--- Reading passage ---

It occurred to me yesterday that there seems to be a major misunderstanding in 
the way Atmospheric Light Scattering (ALS) is perceived by different people. So 
in order to avoid future misunderstandings, let me try to clarify my side once 
again.

Vivian:

> Do we need to go down this road? We are breaking more and  
> more for minimal gains. Did we ever restore the wake effect on the Carrier  
> with Atmospheric Light Scattering?

Emilian (a while ago):

> I have nothing about the core of the Advanced weather engine, I have an issue 
> of how you interact with it, and how it interacts with other parts of the 
> whole system... and in my view this is broken. 
 
> I also have nothing against the idea of the atmospheric scattering, I have an 
> issue with how it's done, which is suboptimal in my view... and again of how 
> you can interact with it/ how it affects other systems, and how it's affected 
> by 
> other systems.

The common theme here is the perception that something is broken, which is 
naturally not my perception. For instance, the fact that ALS doesn't have a 
wake shader effect indicates its brokenness the same way as the fact that the 
default rendering doesn't have procedural texturing working - which is to say, 
not at all.

--- Input data ---

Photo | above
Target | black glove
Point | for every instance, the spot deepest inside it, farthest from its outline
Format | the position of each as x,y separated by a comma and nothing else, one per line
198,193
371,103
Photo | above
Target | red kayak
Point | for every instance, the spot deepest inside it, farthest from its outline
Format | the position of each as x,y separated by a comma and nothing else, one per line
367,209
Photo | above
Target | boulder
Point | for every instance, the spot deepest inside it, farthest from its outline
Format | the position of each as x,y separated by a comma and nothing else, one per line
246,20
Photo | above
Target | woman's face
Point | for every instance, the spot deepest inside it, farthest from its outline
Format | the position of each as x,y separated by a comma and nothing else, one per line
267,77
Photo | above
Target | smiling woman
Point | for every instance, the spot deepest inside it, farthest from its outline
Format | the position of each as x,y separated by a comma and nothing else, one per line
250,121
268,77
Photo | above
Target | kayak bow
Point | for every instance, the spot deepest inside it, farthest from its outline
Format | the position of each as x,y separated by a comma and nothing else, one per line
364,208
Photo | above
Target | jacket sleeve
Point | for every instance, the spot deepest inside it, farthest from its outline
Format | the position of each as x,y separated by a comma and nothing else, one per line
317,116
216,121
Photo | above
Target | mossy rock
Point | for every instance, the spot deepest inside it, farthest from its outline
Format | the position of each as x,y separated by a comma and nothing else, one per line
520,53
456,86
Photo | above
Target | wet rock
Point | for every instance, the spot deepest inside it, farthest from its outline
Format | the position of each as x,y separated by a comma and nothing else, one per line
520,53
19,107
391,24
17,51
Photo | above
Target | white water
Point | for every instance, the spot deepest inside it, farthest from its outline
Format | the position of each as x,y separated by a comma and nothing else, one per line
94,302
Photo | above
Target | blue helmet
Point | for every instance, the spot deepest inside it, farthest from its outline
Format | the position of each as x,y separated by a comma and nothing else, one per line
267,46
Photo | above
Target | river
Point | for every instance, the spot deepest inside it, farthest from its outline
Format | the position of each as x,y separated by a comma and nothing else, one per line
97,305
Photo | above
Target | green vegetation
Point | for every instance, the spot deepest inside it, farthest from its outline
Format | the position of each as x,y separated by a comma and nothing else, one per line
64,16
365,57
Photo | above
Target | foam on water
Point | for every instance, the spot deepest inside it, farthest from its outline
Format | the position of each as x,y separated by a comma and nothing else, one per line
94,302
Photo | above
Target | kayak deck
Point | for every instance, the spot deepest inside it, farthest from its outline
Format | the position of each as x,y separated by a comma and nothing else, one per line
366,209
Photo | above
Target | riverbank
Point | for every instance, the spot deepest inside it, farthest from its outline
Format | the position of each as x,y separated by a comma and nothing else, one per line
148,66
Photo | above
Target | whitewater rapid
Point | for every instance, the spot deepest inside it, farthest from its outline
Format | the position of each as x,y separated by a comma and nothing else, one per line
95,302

---

◆ **Your tasks**:
[1] Report every line of the entries that contains the string "kayak", treating uppercase and lowercase letters as different.
[2] Pick up the post on Atmospheric Light Scattering after its last sentence and continue it.

◆ **Answer list**:
[1]
Target | red kayak
Target | kayak bow
Target | kayak deck

[2]
Vivian might correct me, but I think I finally understand where that notion 
comes from. I think it comes from the view that ALS is in essence just another 
way to compute fog and light for what the default rendering scheme does, and 
from this perspective, any effect that doesn't work is indeed broken.

The original plan was indeed to implement things as just different fog and 
light, there is still the parameter 'fog-type' in the effects which would 
support such an implementation, and there was a 6 months window during which 
Emilian and Vivian had the opportunity to implement it that way. As this didn't 
happen (for whatever reason) I decided to ask for some help and Fred kindly 
told me how to implement it as a different rendering framework (i.e. loading a 
whole different effect rather than a different fog shader only).

So, from where I stand, that decision is done and it is now a different 
rendering framework, which means clean slate, all effects have to be written 
from scratch, with all the pros and cons to that (which we might debate 
endlessly). So since this window of opportunity to start from scratch happened, 
I took the opportunity to address a few things I saw as shortcomings in the 
default rendering framework we had. Just to give a few examples:

* Environment interfacing:

Emilian's view that the way ALS and Advanced Weather interact with the rest is 
broken is... bold. Just to give an example for how he addressed the interface, 
for instance the water shader needs to know the amount of reflected light at 
the water surface in order to compute reflection.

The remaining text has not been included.